## Exercise goal
Reproduce the entries below verbatim, from the line containing "detect lizard front" through the line containing "left=205, top=420, right=579, bottom=687", including both of those lines.
Start of Records supplied
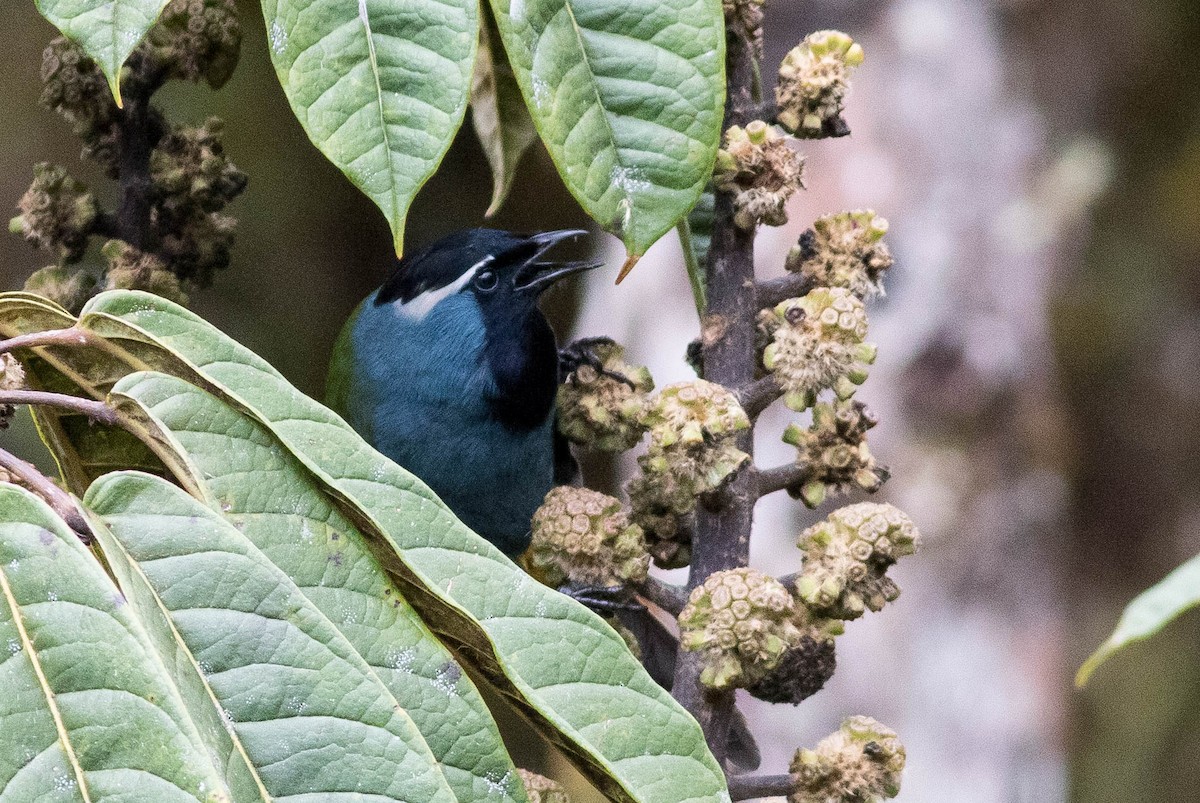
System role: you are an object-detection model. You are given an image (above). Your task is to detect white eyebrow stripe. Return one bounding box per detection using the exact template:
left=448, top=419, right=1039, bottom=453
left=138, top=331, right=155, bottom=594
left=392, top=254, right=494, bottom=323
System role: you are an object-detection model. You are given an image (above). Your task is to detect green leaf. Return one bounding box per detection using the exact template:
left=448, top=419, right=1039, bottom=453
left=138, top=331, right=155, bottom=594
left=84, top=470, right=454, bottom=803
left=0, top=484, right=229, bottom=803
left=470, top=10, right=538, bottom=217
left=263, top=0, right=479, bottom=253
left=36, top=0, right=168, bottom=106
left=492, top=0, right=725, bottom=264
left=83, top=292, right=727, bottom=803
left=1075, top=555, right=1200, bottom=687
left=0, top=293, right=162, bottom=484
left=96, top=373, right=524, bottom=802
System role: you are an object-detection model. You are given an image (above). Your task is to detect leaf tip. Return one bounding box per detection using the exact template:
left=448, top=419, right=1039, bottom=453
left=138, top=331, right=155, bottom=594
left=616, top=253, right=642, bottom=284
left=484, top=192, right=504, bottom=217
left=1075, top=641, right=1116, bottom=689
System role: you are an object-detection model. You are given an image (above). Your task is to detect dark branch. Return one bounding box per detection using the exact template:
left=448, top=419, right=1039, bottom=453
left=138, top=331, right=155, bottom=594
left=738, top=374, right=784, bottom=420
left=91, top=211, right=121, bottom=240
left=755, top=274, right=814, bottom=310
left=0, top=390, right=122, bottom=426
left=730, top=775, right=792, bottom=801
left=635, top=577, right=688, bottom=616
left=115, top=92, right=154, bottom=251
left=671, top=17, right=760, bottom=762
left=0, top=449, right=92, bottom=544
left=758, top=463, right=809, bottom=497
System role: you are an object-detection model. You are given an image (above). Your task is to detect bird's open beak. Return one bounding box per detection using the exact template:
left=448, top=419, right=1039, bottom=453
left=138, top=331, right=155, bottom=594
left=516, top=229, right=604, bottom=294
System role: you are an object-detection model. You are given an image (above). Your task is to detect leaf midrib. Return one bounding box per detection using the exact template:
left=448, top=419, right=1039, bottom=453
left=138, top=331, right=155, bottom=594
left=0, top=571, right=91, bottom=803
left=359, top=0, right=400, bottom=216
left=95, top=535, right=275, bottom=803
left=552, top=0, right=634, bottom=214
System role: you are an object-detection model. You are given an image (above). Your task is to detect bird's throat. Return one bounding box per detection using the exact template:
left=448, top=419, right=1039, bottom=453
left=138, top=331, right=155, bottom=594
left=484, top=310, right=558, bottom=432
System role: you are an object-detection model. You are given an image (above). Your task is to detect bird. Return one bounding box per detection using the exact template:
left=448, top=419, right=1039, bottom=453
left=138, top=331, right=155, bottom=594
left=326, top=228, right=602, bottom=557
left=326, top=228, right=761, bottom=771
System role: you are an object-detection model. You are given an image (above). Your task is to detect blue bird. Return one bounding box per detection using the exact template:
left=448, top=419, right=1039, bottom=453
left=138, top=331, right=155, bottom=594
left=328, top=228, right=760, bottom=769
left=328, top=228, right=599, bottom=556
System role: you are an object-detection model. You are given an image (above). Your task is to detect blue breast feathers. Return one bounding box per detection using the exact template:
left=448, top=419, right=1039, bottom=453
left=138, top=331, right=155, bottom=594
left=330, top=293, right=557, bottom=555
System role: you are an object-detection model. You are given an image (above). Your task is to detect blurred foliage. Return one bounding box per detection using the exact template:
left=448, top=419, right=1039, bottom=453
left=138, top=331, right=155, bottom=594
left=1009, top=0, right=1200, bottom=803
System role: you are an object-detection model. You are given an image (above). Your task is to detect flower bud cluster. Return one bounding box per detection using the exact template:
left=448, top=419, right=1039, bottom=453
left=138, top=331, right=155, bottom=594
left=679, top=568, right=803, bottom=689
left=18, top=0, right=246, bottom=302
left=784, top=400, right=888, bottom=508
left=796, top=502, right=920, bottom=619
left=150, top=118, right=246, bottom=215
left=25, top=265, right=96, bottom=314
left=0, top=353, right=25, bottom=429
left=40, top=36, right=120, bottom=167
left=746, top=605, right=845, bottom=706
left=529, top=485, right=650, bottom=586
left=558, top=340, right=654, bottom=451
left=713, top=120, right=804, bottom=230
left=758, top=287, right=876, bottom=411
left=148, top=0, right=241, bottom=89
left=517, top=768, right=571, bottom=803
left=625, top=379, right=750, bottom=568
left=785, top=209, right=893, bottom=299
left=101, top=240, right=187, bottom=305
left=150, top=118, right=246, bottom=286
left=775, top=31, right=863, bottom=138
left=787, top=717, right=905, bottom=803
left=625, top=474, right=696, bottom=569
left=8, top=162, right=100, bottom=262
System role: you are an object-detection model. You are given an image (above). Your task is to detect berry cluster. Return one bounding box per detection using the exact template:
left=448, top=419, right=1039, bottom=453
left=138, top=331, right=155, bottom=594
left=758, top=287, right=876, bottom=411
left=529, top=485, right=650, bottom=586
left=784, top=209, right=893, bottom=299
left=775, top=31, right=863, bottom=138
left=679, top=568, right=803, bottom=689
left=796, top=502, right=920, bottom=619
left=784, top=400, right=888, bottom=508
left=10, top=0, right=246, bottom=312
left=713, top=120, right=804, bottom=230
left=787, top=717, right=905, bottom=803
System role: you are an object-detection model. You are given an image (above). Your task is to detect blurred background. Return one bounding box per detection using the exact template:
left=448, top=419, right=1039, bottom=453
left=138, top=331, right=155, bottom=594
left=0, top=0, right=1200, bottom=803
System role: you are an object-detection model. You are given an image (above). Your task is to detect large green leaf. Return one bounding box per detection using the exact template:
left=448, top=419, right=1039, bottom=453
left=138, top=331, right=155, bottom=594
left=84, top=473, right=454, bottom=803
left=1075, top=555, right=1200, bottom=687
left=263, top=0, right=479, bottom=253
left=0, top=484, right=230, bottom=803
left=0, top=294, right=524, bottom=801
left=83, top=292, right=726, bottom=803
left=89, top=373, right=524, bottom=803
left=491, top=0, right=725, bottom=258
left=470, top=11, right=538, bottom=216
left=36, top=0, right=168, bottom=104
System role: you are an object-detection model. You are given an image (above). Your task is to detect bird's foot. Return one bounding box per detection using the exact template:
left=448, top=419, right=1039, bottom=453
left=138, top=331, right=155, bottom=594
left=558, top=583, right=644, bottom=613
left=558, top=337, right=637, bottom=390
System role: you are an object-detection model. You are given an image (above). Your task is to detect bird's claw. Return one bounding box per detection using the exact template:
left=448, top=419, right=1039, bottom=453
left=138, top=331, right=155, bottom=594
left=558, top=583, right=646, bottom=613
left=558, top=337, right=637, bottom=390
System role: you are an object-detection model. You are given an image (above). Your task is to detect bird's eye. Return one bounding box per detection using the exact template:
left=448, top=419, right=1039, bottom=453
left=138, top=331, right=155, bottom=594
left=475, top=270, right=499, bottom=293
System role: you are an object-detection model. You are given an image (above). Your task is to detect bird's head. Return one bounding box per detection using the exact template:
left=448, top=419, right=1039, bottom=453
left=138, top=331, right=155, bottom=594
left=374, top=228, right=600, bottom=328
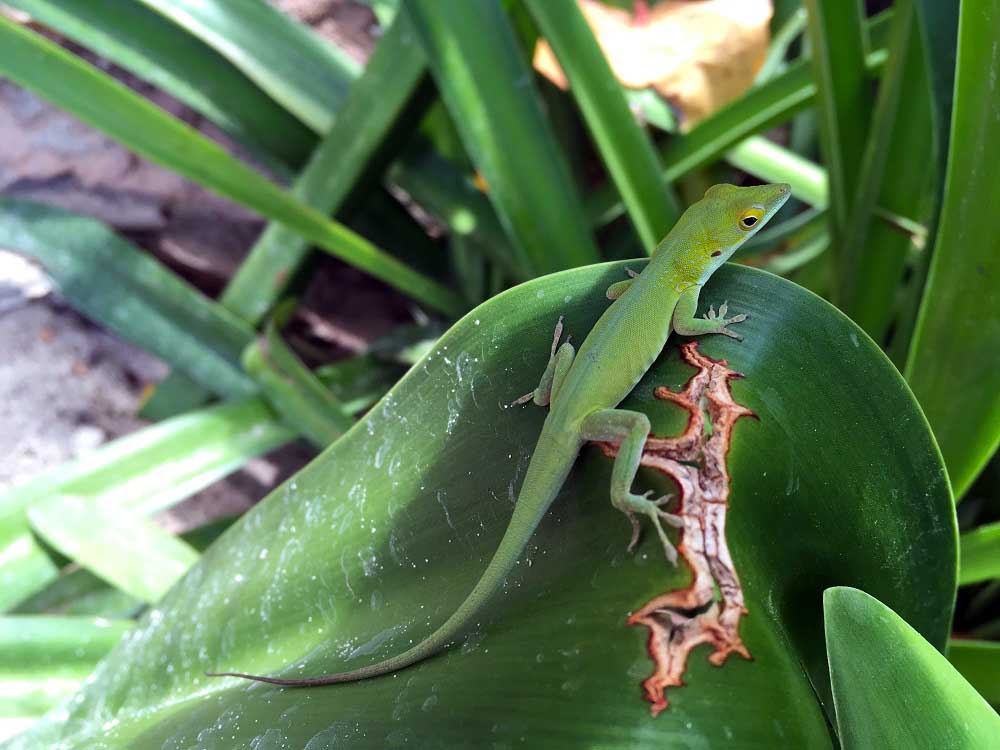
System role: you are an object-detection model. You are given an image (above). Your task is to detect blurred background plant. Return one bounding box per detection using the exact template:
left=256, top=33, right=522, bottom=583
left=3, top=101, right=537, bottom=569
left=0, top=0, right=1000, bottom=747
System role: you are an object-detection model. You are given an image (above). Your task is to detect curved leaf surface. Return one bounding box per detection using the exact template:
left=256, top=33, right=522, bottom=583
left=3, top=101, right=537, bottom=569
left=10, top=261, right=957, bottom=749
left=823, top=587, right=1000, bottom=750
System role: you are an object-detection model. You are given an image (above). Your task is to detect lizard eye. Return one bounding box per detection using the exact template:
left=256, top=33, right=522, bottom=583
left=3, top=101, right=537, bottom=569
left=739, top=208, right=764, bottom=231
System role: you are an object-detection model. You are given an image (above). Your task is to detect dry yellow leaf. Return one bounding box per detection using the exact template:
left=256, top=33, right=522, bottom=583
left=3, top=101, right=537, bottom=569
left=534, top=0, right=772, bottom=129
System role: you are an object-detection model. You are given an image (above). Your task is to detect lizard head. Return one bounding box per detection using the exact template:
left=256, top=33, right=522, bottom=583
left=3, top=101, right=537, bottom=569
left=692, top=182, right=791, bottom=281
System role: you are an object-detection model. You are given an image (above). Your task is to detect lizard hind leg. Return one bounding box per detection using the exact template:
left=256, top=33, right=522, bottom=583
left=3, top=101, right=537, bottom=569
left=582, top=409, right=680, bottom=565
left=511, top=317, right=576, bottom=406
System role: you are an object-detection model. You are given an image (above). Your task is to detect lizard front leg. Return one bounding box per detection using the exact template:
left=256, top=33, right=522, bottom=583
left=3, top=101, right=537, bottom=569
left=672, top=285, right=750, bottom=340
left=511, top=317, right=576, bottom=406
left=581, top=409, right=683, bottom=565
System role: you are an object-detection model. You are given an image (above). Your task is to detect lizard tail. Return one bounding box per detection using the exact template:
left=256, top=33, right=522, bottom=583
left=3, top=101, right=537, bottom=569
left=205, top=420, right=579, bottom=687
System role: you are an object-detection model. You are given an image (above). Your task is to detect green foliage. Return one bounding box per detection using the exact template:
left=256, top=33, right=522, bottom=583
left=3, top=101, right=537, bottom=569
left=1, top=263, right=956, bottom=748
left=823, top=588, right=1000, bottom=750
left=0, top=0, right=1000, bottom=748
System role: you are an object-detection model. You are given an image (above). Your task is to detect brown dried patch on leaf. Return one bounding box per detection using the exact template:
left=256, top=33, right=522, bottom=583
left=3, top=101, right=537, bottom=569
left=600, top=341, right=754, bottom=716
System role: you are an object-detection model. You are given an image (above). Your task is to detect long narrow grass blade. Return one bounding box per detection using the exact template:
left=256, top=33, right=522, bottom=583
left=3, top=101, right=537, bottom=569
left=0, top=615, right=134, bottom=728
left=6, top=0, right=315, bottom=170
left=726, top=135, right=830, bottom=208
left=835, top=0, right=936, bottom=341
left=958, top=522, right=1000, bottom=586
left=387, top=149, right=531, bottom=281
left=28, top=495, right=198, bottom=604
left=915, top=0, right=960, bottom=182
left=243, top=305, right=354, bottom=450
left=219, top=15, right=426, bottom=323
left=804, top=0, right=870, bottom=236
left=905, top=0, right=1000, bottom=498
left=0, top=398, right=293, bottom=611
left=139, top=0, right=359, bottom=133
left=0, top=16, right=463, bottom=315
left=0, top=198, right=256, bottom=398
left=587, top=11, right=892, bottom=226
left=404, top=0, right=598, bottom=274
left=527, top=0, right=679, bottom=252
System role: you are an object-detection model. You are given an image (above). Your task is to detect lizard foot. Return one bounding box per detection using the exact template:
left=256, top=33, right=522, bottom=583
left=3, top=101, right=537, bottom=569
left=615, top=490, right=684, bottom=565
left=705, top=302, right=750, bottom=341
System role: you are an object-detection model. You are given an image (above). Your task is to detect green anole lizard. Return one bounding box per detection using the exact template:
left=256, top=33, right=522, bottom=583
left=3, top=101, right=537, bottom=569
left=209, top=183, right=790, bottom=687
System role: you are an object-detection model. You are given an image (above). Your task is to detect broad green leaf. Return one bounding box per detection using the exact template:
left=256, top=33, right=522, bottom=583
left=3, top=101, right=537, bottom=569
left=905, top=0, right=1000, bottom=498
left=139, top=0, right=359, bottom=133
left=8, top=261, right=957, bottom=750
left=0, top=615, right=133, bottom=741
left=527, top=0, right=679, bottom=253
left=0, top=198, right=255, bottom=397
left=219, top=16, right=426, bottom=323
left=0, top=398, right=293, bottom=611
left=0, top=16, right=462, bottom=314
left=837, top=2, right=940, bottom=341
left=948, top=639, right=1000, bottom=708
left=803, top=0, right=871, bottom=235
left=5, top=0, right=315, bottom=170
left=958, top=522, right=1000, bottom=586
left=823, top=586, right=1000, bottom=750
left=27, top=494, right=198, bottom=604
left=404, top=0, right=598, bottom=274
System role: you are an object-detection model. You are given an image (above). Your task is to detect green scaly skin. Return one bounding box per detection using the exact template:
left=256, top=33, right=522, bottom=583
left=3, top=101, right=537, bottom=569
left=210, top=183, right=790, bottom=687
End of Records supplied
## Result of the exercise
System role: you are an object-detection model. You are given an image (above). Your task is to detect lizard front leg. Return one bounding box per detection using the exact template:
left=256, top=33, right=522, bottom=583
left=3, top=101, right=537, bottom=569
left=672, top=285, right=750, bottom=340
left=511, top=317, right=576, bottom=406
left=581, top=409, right=683, bottom=565
System role: you are an object-detection model. You are given an image (above). Your task is to detect lizard tail. Return one bounding box per detection using the exact template:
left=256, top=33, right=522, bottom=583
left=3, top=101, right=537, bottom=569
left=205, top=420, right=579, bottom=687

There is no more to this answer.